DIRECTION: Reproduce word for word the lines below, from the one containing "Exercise. Spot the bare" through the final line, including both.

Start of DATA EXTRACT

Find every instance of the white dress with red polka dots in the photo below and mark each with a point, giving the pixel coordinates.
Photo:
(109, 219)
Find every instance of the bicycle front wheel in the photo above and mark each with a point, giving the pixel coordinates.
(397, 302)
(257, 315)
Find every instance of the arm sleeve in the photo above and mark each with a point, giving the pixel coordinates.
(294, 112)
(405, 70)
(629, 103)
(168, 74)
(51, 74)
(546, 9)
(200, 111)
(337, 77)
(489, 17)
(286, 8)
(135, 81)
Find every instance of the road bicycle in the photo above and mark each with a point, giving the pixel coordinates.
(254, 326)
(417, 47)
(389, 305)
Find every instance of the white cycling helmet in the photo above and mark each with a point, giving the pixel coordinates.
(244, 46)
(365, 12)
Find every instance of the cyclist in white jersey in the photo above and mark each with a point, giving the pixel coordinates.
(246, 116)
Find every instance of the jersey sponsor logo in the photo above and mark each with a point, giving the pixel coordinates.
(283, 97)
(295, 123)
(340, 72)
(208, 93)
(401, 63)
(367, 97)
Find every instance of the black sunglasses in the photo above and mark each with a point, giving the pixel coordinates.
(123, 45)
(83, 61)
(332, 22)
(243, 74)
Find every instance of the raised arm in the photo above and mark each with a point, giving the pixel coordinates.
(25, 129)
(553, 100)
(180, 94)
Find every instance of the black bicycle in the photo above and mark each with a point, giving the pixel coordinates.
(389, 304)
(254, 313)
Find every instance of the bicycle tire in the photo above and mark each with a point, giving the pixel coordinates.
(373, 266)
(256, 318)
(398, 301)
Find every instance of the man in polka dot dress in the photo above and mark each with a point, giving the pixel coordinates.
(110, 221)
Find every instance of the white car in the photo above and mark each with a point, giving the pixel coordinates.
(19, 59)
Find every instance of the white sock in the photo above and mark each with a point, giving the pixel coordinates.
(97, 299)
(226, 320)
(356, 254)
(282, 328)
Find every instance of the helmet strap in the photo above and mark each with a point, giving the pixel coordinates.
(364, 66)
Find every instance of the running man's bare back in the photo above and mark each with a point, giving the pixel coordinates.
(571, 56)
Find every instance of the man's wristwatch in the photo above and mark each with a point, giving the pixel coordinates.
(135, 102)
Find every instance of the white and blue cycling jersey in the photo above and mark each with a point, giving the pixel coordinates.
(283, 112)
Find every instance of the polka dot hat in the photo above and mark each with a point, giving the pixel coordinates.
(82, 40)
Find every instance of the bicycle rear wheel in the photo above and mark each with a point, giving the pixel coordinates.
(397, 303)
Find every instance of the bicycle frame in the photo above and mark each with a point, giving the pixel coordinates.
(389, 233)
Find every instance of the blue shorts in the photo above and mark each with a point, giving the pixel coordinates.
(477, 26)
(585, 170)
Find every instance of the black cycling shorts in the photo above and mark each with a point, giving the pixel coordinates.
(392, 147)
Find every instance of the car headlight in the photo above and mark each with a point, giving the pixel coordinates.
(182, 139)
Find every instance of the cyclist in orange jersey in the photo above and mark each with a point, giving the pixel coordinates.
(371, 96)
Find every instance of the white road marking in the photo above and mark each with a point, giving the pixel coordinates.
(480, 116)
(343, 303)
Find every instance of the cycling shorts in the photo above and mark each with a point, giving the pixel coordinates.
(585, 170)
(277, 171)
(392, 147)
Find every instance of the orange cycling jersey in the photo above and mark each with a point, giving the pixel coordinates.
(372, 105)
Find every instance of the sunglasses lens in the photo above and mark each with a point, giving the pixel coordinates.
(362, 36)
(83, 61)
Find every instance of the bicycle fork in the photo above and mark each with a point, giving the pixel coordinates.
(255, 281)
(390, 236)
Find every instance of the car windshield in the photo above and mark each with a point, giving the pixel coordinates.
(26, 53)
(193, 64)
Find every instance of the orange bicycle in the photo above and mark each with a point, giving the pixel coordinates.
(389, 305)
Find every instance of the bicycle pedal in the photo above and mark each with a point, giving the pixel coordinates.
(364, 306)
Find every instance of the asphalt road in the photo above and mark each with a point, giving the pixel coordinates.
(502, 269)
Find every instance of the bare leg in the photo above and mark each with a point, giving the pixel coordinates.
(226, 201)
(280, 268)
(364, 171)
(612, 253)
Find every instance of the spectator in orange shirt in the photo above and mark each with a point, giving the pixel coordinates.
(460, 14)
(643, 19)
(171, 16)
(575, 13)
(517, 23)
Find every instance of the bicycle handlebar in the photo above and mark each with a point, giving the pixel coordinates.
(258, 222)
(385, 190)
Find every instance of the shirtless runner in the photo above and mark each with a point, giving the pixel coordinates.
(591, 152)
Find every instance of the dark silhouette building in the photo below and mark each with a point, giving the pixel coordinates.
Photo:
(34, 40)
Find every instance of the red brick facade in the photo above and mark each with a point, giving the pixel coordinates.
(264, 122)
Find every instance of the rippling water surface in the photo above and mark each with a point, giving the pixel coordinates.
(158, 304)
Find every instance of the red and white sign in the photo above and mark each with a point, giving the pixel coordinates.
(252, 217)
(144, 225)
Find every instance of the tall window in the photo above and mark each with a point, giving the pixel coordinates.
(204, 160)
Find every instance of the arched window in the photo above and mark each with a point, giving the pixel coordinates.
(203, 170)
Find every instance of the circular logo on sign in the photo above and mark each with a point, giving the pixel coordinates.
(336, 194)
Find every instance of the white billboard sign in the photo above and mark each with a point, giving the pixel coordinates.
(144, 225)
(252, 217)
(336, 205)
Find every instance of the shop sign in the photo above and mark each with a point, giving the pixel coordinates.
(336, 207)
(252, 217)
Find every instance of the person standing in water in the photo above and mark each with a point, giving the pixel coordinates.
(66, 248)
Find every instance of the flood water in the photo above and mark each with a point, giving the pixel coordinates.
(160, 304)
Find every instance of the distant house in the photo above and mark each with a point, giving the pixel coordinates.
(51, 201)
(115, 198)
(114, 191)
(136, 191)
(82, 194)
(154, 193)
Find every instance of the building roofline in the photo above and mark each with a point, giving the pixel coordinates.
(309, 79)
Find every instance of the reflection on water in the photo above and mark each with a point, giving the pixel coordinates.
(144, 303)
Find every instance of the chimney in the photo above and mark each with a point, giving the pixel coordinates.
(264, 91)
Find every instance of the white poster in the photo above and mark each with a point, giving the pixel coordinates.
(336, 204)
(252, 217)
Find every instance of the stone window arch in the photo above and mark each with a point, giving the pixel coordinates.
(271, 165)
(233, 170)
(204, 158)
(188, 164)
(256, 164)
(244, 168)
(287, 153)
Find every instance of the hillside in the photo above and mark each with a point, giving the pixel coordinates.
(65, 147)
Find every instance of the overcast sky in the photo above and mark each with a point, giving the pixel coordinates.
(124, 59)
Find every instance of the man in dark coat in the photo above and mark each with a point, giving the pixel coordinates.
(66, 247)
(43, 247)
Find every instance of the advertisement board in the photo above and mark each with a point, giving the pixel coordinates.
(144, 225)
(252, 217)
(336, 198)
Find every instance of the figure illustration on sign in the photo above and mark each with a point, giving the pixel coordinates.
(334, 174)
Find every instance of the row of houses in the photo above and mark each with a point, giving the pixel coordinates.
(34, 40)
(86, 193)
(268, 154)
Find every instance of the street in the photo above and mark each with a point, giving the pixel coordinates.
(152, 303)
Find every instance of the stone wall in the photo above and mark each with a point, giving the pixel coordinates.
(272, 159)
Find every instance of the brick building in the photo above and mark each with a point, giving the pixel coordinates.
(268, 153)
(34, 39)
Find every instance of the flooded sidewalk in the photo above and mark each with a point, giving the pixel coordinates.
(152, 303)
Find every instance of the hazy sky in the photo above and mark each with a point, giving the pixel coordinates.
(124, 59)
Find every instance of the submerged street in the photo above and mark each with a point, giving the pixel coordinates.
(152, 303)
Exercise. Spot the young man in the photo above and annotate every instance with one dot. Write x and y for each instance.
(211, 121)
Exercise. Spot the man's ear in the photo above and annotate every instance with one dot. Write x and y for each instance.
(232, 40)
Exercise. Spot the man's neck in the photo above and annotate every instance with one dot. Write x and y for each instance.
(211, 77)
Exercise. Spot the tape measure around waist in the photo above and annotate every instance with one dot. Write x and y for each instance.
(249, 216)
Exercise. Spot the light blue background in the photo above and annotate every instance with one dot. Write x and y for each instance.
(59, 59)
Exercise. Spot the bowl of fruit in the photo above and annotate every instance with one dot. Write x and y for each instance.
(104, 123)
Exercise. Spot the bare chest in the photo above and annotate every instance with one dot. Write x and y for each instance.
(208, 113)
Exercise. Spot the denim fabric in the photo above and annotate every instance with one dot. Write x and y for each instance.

End of DATA EXTRACT

WORKED ANSWER:
Exercise. Spot the bare chest in the photo above and annotate every instance with one dot. Write x and y for each instance.
(208, 113)
Exercise. Spot the denim fabric in the photo above and annotate every instance with one dot. Write x and y for each instance.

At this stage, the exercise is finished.